Il n’est pas rare pour une personne adoptée de vivre des difficultés relationnelles et d’attachement. Les ruptures et discontinuités vécues à l’enfance (soit la séparation vécue avec leur mère biologique, les placements répétés dans des familles d’accueil ou la perte de repères causée par l’adoption internationale) peuvent avoir des effets néfastes sur les expériences relationnelles subséquentes (Ouellette, 2008). La personne adoptée, tout comme une personne ayant vécu un trauma complexe, peut développer un type d’attachement insécurisant, soit en gardant ses distances (style évitant) ou en recherchant la présence constante de l’autre (style ambivalent).
L’objectif de cet article est de comprendre comment les problèmes relationnels et d’attachement occasionnés par le trauma complexe peuvent s’apparenter à ceux causés par l’adoption.
Comment est-ce que le modèle d’attachement adopté par un enfant est affecté par un trauma complexe ?
Lorsqu’un événement traumatique se produit, la capacité d’un enfant à développer un type d’attachement sécurisant est compromise (Godbout, Milot et Collin-Vézina, 2019). Il est plus enclin à développer un style insécurisant (i.e. ambivalent, évitant ou désorganisé). L’enfant risque d’internaliser une perception de soi et de l’autre négative et de normaliser la dynamique ambigüe (un parent qui produit des comportements pouvant être à la fois une source de peur et de réconfort).
Il est fréquent qu’à l’âge adulte la personne ayant vécu un trauma complexe reproduise ces patrons dans ses relations amoureuses ou d’amitié. Par exemple, une personne ayant vécu de la violence psychologique à l'enfance serait attirée par un.e partenaire qui ne tiendrait pas compte de ses besoins affectifs, ce qui pourrait aller au dénigrement et aux insultes. Cette tendance est aussi observée chez certaines personnes adoptées dans le choix d’ami.e et de partenaire amoureux qui entretient une relation instable et insécurisante avec elle en la quittant à répétition (reproduisant l’abandon vécu).
Comment ce modèle suit-il ou diffère-t-il en contexte d’adoption ?
En contexte d’adoption, la personne adoptée peut aussi développer un type d’attachement insécurisant puisque sa sécurité a été chamboulée par la séparation vécue en bas âge, notamment la séparation avec sa mère biologique. Il est possible que cette séparation puisse engendrer un sentiment de vulnérabilité et d’insécurité face à son environnement et la personne adoptée peut percevoir les gens comme une source de danger. Dès son jeune âge, elle risque d’adopter une attitude distante avec les gens, incluant ses parents adoptifs. Elle les rejette avant qu’ils ne puissent le faire, ce qui blesse ou confond ses parents. De l’autre versant, elle souhaite ardemment la présence constante de ses parents.

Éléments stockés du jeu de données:
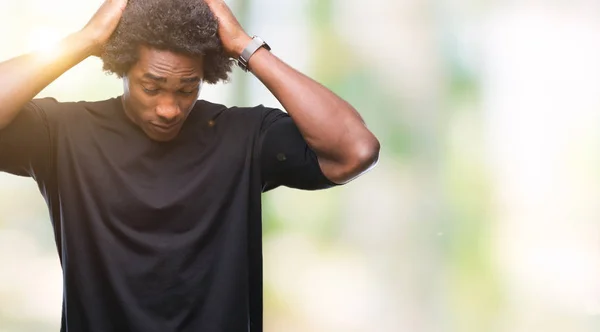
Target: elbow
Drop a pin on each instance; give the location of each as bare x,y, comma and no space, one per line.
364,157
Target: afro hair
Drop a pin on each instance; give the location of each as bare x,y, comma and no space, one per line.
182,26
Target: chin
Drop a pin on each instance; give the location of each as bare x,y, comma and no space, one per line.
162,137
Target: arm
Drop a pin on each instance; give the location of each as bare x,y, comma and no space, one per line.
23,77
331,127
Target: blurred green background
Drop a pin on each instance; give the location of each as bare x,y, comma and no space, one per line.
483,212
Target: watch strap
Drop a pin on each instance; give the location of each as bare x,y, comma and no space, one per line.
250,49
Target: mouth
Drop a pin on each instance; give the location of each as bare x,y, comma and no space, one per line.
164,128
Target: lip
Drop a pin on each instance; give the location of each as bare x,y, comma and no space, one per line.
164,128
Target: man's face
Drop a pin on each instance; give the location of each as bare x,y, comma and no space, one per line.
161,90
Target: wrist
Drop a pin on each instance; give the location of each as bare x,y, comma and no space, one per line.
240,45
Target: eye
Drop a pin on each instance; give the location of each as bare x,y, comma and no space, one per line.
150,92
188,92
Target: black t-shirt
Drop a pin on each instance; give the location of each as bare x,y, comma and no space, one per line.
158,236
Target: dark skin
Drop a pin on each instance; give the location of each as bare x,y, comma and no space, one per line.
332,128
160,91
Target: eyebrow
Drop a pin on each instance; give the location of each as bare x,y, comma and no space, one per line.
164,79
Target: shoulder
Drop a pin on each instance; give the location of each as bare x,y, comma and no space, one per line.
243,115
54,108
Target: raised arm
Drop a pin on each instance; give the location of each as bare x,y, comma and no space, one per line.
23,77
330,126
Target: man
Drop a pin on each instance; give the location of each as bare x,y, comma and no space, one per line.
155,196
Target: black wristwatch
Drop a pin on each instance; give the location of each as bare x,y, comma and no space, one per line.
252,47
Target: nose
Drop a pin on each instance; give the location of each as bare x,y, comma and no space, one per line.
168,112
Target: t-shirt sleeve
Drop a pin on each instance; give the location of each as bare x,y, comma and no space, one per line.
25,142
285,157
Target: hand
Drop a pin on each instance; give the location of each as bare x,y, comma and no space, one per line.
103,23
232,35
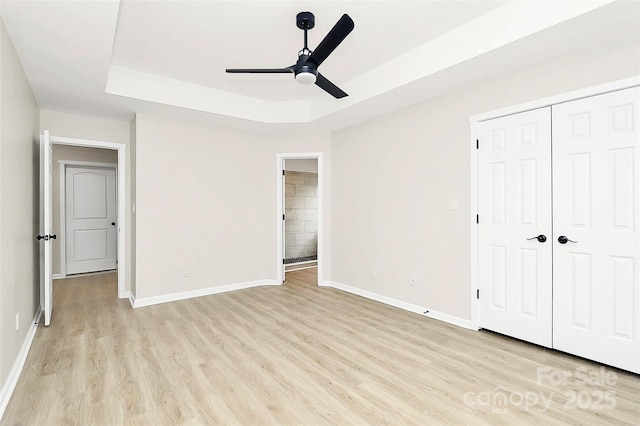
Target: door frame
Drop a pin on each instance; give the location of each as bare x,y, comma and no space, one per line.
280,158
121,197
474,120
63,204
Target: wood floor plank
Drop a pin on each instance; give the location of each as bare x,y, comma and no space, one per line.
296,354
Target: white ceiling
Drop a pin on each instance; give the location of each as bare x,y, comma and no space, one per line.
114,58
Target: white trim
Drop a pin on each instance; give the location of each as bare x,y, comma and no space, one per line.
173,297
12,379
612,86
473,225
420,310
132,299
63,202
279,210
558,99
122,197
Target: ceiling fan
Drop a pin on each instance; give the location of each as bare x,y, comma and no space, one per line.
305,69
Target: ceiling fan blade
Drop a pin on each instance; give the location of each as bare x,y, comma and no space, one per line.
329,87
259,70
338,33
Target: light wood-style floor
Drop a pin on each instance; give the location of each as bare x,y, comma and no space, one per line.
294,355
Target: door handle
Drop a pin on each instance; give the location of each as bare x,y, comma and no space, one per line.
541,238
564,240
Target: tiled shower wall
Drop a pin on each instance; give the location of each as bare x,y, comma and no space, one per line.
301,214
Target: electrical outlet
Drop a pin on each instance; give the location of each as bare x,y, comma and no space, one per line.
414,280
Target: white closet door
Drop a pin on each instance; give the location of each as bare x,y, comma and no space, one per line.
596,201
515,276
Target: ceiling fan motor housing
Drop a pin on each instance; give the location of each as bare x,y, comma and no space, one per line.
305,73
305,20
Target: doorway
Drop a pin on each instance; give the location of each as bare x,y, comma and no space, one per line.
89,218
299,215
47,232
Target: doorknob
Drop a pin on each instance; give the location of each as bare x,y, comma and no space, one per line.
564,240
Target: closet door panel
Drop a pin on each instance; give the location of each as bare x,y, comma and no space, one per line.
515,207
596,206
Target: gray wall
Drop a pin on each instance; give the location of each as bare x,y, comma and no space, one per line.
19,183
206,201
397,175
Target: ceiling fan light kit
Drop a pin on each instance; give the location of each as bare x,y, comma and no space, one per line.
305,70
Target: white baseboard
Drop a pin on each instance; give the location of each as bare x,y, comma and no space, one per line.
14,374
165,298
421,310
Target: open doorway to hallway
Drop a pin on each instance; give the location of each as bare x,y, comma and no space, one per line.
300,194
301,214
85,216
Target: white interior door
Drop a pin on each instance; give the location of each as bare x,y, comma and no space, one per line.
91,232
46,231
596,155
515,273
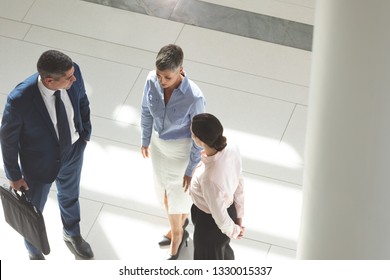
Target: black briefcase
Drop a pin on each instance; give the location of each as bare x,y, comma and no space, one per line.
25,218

- _LISTE DES TÂCHES_:
[1] Répondez à ces questions sur le texte consacré à l'adoption et à l'attachement :
(a) Quels sont les trois styles d'attachement insécurisant cités entre parenthèses ?
(b) Avec qui la séparation vécue en bas âge par la personne adoptée a-t-elle notamment lieu ?
(c) Quel effet a sur les parents le rejet que leur oppose la personne adoptée ?
[2] Veuillez extraire du texte sur l'adoption et l'attachement le passage compris entre « L’objectif de cet » et « causés par l’adoption. », ces deux passages inclus.
Les enregistrements ne sont pas nécessaires.

- _CORRIGÉ DES TÂCHES_:
[1]
(a) Ambivalent, évitant ou désorganisé.
(b) Avec sa mère biologique.
(c) Ce rejet les blesse ou les confond.

[2]
L’objectif de cet article est de comprendre comment les problèmes relationnels et d’attachement occasionnés par le trauma complexe peuvent s’apparenter à ceux causés par l’adoption.